■ **ИСХОДНЫЙ ОТРЫВОК**:
Дивизия, стремительно преследуя противника, слишком оторвалась от 10-й армии и вышла в районы, контролируемые крупными силами белогвардейцев. Полки белых, которые дивизия преследовала днем, были лишь частью сил группы генерала Мамонтова. Где находились его остальные силы, мы не знали, но надо было предполагать, что они близко, может быть, даже в районе станицы Хомутовской. Кроме того, следовало думать, что в ближайших районах сосредоточены крупные силы «Добровольческой* армии генерала Деникина, предвестником которых были три кубанских казачьих полка, появившихся в станице Великокняжеской. Перспектива оказаться между двух огней была незавидной. Сведения о противнике, полученные от пленных и местных жителей, ясной картины не давали. Долго мы изучали по карте район действий дивизии и пришли к выводу, что если в ближайшее время обстановка не прояснится, то придется отойти за Маныч.
Рано утром я вышел на крыльцо домика, в котором провел эту бессонную ночь. Стоявшие у дверей часовые из резервного кавалерийского дивизиона молча расступились, пропуская меня. Хотелось подышать свежим воздухом и ощутить всем телом утреннюю прохладу. Пройдясь по двору, я поднялся на крылечко, чтобы поговорить с часовыми. Но поговорить не удалось. По дороге, пересекающей хутор с севера на юг, медленно ехал всадник. Боец верхом на лошади в расположении дивизии — явление обычное, и поэтому я сначала посмотрел на всадника почти безразлично, но потом заметил, что он не похож на бойца нашей дивизии, и это меня насторожило. Я подошел к калитке и стал рассматривать спокойно приближавшегося всадника. Он был одет строго по форме кубанского казака (кубанка, бурка, черкеска). Чувствовалось, что он и его лошадь утомлены дальней дорогой.
Когда казак поравнялся со мной, я окликнул его и спросил, куда он едет. Он устало посмотрел на меня и ответил, что ищет штаб генерала Покровского.

■ **ЧТО ТРЕБУЕТСЯ**:
1) Во что был одет всадник, которого автор увидел утром, согласно отрывку?
2) Определите, соответствуют ли отрывку следующие утверждения: (a) ночь перед утренним выходом на крыльцо прошла без сна; (b) сведения от пленных и местных жителей дали ясную картину; (c) казак сказал, что ищет штаб генерала Мамонтова.
3) Перепишите из отрывка без изменений участок от «Дивизия, стремительно преследуя» до «отойти за Маныч.» включительно.
Записи, приведённые далее, взяты из другого источника.

■ **ПРЕДОСТАВЛЕННЫЕ ЗАПИСИ**:

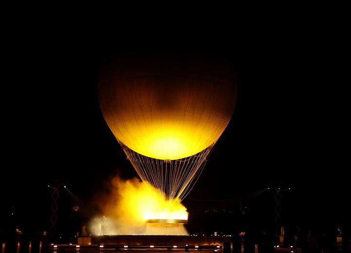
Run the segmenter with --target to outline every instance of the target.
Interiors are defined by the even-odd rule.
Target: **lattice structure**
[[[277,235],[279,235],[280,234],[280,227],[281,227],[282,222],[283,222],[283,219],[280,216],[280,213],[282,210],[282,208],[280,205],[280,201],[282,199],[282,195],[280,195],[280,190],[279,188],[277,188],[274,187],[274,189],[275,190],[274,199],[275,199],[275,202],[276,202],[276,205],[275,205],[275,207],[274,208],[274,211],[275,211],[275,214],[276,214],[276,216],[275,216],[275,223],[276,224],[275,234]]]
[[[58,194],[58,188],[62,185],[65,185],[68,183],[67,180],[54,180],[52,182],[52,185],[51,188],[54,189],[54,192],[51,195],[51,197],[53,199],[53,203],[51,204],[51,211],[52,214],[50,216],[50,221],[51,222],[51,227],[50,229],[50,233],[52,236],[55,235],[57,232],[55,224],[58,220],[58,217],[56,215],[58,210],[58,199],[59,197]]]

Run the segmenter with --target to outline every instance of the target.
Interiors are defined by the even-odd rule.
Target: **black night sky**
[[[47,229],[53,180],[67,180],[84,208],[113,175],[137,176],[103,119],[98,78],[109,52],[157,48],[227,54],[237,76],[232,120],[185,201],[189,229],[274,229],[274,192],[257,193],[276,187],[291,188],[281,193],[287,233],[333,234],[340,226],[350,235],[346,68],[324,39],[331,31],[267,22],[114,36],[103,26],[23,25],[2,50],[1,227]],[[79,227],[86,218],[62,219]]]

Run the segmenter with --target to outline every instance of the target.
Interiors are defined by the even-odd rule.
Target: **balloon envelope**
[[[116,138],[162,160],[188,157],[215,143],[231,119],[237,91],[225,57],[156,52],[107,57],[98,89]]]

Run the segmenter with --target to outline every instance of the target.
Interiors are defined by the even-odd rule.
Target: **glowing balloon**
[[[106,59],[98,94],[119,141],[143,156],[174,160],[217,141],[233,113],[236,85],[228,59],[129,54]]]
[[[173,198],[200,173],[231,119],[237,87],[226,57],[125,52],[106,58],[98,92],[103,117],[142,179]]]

* * *

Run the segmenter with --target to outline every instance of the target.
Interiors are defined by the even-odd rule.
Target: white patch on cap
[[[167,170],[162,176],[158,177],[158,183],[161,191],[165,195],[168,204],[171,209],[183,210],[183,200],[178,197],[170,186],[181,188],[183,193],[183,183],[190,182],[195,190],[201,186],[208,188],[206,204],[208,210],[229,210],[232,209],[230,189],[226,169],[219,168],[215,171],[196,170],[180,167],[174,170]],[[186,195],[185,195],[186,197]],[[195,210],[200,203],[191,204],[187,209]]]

==

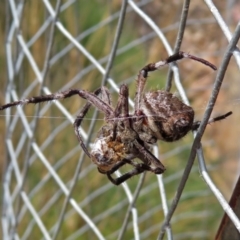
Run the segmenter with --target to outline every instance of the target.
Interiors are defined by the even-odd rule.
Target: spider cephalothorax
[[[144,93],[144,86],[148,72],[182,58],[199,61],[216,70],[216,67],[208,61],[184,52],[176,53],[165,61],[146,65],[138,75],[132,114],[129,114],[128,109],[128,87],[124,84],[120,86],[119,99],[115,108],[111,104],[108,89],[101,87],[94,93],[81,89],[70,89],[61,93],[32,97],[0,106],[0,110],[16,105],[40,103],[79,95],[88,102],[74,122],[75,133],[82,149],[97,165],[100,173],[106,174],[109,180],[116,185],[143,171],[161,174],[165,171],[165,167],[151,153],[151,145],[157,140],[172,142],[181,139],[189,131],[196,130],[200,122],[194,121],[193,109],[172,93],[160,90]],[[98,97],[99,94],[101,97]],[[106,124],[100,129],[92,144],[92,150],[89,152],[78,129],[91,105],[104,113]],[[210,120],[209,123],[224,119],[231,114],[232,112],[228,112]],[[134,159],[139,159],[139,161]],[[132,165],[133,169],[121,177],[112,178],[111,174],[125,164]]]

■ **РЕШЁННЫЕ ЗАДАНИЯ**:
1) Он был одет строго по форме кубанского казака: кубанка, бурка, черкеска.

2)
(a) Да: «в котором провел эту бессонную ночь».
(b) Нет: «ясной картины не давали».
(c) Нет: «ищет штаб генерала Покровского».

3)
Дивизия, стремительно преследуя противника, слишком оторвалась от 10-й армии и вышла в районы, контролируемые крупными силами белогвардейцев. Полки белых, которые дивизия преследовала днем, были лишь частью сил группы генерала Мамонтова. Где находились его остальные силы, мы не знали, но надо было предполагать, что они близко, может быть, даже в районе станицы Хомутовской. Кроме того, следовало думать, что в ближайших районах сосредоточены крупные силы «Добровольческой* армии генерала Деникина, предвестником которых были три кубанских казачьих полка, появившихся в станице Великокняжеской. Перспектива оказаться между двух огней была незавидной. Сведения о противнике, полученные от пленных и местных жителей, ясной картины не давали. Долго мы изучали по карте район действий дивизии и пришли к выводу, что если в ближайшее время обстановка не прояснится, то придется отойти за Маныч.